**OBJETIVOS**
a) Reproduza sem nenhuma alteração a parte do texto sobre licitações que começa em "Analisando os dispositivos" e termina em "qualquer direito civil.", incluindo esses dois trechos.
b) Verta para o inglês a seguinte frase do texto sobre licitações: "De fato, imaginemos uma empresa que não realiza suas contribuições para o Fundo de Garantia por Tempo de Serviço."

Art. 30. A documentação relativa à qualificação técnica limitar-se-á a:
I - registro ou inscrição na entidade profissional competente;
II - comprovação de aptidão para desempenho de atividade pertinente e compatível em características, quantidades e prazos com o objeto da licitação, e indicação das instalações e do aparelhamento e do pessoal técnico adequados e disponíveis para a realização do objeto da licitação, bem como da qualificação de cada um dos membros da equipe técnica que se responsabilizará pelos trabalhos;
III - comprovação, fornecida pelo órgão licitante, de que recebeu os documentos, e, quando exigido, de que tomou conhecimento de todas as informações e das condições locais para o cumprimento das obrigações objeto da licitação;
IV - prova de atendimento de requisitos previstos em lei especial, quando for o caso.
Art. 31. A documentação relativa à qualificação econômico-financeira limitar-se-á a:
I - balanço patrimonial e demonstrações contábeis do último exercício social, já exigíveis e apresentados na forma da lei, que comprovem a boa situação financeira da empresa, vedada a sua substituição por balancetes ou balanços provisórios, podendo ser atualizados por índices oficiais quando encerrado há mais de 3 (três) meses da data de apresentação da proposta;
II - certidão negativa de falência ou concordata expedida pelo distribuidor da sede da pessoa jurídica, ou de execução patrimonial, expedida no domicílio da pessoa física;
III - garantia, nas mesmas modalidades e critérios previstos no "caput" e § 1º do art. 56 desta Lei, limitada a 1% (um por cento) do valor estimado do objeto da contratação.
Analisando os dispositivos supra, tem-se que a regularidade jurídica não nos trás maiores problemas, posto que contrato social ou documento similar e documentos pessoais dos sócios, necessariamente os proponentes os deve possuir, ou simplesmente seriam fantasmas, sem qualquer direito civil.
Entretanto, quando passamos a abordar a regularidade fiscal disposta no art. 29 e considerando que eles podem ser dispensados na modalidade convite, entendemos que tal circunstância fere indubitavelmente o Princípio da Isonomia.
A regularidade fiscal é obtida através de certidões e certificados nos quais pessoas jurídicas de direito público, responsáveis pela arrecadação de certo tributo, as emitem.
Essa regularidade é adstrita à comprovação de quitação com contribuições perante o Fundo de Garantia por Tempo de Serviço, com as Contribuições Sociais perante o Instituto Nacional do Seguro Social, bem como quitação de pagamento de tributos federais, estaduais e municipais e, ainda, a regularidade perante a Justiça do Trabalho, oriundo de débitos trabalhistas.
Conforme dito, entendemos que a dispensa desses documentos, seja total ou parcialmente, fere o Princípio da Isonomia. De fato, imaginemos uma empresa que não realiza suas contribuições para o Fundo de Garantia por Tempo de Serviço. Essa omissão prejudica seus próprios funcionários que, eventualmente demitidos sem justa causa ou os que venham a se aposentar, por exemplo, estarão desamparados em momento socialmente crucial de suas vidas.

**Dados armazenados**
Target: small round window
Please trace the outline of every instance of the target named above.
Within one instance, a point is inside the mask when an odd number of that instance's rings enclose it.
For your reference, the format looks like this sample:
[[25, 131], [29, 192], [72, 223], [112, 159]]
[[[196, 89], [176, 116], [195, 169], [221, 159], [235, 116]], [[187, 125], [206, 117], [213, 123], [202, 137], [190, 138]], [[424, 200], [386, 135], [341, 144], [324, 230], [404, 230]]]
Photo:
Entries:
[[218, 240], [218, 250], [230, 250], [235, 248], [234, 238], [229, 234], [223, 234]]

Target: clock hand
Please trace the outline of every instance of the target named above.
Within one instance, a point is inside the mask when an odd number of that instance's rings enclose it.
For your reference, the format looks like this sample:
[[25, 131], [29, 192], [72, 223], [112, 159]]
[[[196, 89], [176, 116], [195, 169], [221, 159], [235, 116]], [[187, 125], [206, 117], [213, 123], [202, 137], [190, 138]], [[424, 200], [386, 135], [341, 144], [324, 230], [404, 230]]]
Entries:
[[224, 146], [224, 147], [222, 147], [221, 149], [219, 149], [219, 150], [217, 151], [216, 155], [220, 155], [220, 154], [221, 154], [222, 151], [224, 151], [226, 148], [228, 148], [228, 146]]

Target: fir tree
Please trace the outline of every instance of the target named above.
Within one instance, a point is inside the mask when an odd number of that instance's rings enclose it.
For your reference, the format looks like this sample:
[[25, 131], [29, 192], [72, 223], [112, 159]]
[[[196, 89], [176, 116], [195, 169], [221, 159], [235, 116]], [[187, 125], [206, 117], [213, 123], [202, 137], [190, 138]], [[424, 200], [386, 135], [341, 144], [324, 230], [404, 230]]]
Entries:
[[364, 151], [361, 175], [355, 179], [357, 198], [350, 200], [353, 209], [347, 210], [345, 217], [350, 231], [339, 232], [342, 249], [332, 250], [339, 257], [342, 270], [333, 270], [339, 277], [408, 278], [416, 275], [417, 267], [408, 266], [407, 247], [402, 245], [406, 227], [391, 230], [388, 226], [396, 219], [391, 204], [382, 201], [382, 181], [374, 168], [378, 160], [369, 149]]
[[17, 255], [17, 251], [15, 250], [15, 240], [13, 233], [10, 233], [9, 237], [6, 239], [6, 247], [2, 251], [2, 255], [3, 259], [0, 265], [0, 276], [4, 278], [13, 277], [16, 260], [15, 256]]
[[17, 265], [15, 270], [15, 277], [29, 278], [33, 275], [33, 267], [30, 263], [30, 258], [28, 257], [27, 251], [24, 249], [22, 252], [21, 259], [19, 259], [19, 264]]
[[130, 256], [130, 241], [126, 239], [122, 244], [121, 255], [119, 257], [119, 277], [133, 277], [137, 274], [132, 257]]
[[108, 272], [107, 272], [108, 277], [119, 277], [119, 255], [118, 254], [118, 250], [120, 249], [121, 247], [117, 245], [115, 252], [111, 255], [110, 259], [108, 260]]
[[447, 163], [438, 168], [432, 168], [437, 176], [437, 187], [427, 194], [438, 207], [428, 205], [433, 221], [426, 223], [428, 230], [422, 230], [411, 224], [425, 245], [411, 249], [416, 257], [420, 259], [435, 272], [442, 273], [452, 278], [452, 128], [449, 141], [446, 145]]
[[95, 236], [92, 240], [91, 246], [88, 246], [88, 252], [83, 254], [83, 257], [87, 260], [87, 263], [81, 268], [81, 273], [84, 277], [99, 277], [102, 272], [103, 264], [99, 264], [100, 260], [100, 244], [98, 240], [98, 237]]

**EM RESPOSTA**
a)
Analisando os dispositivos supra, tem-se que a regularidade jurídica não nos trás maiores problemas, posto que contrato social ou documento similar e documentos pessoais dos sócios, necessariamente os proponentes os deve possuir, ou simplesmente seriam fantasmas, sem qualquer direito civil.

b) Indeed, let us imagine a company that does not make its contributions to the Fundo de Garantia por Tempo de Serviço.